RECORDS FOR THE EXERCISE -
=====

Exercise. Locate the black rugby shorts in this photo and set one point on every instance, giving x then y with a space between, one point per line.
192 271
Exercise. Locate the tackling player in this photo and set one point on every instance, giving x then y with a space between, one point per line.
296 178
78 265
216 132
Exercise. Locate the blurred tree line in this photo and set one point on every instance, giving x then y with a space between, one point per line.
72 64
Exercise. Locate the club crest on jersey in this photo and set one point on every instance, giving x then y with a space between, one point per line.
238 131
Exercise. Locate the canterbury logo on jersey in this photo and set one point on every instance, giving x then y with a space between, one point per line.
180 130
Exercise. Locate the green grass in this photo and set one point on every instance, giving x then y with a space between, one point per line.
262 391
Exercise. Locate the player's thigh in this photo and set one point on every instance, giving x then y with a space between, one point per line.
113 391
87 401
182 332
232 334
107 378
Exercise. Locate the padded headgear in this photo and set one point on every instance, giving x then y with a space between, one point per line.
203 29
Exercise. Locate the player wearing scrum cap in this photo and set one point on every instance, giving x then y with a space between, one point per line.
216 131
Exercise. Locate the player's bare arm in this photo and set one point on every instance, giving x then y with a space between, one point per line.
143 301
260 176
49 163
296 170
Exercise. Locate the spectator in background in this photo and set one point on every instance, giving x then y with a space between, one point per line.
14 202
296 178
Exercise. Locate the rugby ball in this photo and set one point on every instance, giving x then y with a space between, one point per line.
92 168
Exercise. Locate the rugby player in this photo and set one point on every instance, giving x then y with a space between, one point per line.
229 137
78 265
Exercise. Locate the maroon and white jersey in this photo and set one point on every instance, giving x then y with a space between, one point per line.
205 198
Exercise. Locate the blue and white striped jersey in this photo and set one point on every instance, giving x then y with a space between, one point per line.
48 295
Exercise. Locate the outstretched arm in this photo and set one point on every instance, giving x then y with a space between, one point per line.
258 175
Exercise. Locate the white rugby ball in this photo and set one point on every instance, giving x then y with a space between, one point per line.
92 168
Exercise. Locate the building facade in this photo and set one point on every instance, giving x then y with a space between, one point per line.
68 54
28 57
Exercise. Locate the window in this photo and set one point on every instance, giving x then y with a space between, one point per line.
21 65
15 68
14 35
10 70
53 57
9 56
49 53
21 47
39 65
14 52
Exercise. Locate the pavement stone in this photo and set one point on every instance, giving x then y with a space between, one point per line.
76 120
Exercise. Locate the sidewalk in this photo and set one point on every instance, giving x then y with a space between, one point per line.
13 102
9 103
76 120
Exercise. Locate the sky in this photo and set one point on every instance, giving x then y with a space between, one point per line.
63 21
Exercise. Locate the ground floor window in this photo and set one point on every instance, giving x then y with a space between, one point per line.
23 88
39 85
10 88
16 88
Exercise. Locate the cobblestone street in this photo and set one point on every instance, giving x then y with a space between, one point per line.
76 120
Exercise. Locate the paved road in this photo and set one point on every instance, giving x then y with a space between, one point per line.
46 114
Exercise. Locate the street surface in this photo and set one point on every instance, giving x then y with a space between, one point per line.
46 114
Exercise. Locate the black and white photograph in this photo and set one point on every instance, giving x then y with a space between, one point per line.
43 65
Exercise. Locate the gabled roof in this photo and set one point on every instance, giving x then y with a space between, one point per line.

=====

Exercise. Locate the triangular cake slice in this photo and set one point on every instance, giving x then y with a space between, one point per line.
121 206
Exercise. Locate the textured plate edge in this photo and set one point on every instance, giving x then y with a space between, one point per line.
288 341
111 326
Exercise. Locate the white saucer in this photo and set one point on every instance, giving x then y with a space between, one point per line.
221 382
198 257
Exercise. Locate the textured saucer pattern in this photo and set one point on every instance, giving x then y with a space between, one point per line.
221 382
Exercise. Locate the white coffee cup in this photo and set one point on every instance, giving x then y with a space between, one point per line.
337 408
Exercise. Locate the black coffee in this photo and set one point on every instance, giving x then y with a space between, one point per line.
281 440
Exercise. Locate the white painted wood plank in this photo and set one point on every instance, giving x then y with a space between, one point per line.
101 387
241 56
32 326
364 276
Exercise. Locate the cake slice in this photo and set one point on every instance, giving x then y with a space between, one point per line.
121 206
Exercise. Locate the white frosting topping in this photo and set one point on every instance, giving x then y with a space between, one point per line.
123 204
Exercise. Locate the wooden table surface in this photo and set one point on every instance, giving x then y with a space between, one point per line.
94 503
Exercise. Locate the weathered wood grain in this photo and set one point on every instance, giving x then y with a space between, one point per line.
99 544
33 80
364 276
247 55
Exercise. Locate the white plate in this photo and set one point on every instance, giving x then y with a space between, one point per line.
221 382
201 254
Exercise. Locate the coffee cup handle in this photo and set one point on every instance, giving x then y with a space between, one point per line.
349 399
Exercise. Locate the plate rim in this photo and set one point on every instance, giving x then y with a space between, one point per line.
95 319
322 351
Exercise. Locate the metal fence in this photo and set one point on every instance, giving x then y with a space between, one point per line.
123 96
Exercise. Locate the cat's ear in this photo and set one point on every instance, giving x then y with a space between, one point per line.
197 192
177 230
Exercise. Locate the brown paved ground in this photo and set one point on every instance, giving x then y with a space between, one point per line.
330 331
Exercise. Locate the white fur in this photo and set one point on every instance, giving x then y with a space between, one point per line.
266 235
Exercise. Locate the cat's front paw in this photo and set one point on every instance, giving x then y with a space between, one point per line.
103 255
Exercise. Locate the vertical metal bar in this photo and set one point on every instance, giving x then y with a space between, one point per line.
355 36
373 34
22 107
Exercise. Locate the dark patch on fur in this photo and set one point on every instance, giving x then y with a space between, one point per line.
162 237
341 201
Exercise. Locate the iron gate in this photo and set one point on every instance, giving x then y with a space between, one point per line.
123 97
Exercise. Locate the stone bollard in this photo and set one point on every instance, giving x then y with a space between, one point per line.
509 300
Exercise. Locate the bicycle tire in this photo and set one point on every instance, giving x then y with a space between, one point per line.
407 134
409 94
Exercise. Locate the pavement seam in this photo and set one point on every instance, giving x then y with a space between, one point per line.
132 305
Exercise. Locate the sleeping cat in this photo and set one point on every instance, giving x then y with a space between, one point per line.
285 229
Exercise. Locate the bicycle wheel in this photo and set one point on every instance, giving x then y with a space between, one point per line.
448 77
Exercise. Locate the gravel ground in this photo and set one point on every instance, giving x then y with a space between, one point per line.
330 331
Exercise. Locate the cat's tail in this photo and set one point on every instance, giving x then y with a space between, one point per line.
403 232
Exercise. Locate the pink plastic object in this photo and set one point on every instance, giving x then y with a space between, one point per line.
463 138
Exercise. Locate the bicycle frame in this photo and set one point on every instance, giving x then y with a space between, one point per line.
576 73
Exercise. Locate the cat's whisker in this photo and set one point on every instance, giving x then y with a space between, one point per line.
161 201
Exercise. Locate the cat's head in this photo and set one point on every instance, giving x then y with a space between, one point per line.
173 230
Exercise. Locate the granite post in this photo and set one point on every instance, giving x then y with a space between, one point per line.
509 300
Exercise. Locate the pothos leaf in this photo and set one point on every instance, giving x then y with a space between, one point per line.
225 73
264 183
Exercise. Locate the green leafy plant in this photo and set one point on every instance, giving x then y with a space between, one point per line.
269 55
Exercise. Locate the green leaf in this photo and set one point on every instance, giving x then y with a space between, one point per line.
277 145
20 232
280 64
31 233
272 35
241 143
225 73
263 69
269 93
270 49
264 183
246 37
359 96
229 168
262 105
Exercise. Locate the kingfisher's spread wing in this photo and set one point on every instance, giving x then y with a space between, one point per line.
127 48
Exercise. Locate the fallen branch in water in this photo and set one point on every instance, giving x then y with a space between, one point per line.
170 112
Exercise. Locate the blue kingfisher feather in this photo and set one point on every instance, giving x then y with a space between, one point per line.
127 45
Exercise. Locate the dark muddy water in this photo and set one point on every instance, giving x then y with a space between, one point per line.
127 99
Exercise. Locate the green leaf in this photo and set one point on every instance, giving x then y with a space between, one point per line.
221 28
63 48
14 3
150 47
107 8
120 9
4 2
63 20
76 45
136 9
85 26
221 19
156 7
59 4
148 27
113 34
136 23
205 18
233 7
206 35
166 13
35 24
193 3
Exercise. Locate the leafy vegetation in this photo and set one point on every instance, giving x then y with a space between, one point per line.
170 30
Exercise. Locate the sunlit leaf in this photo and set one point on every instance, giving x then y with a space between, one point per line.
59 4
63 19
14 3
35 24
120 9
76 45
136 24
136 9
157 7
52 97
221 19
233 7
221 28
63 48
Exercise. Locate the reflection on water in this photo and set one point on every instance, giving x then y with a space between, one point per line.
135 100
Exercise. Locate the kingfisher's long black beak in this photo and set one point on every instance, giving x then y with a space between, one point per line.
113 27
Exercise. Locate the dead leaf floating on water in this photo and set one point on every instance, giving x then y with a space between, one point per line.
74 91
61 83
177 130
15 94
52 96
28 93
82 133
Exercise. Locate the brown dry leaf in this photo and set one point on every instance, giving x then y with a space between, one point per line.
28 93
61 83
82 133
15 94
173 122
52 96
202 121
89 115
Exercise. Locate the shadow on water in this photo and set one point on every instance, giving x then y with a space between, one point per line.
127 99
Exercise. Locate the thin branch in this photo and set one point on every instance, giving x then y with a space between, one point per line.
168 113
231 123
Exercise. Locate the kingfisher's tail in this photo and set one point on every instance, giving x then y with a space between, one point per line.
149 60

=====

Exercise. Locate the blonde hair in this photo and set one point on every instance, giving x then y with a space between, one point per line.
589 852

=====

REQUIRED WORK - Return every line of the entries above that contains the word "player", matching case exactly.

RESPONSE BELOW -
Exercise. Locate the tackling player in this photo and set one point on every instance, giving x then y with a space between, one point per line.
Exercise. Locate the player's thigh in this photo and set one point on every instance, giving x then y with a space between, one point per line.
Exercise. Locate the player wearing scrum cap in this photo and set one point on every instance, giving x then y with a space between, one point per line.
Exercise. Locate the player's bare arm in this photo and set one point on every instance, giving x then y with a space between, one point per line.
Exercise. Locate the rugby player in this photo and set one point on every instance, giving x then y with a space between, one point per line.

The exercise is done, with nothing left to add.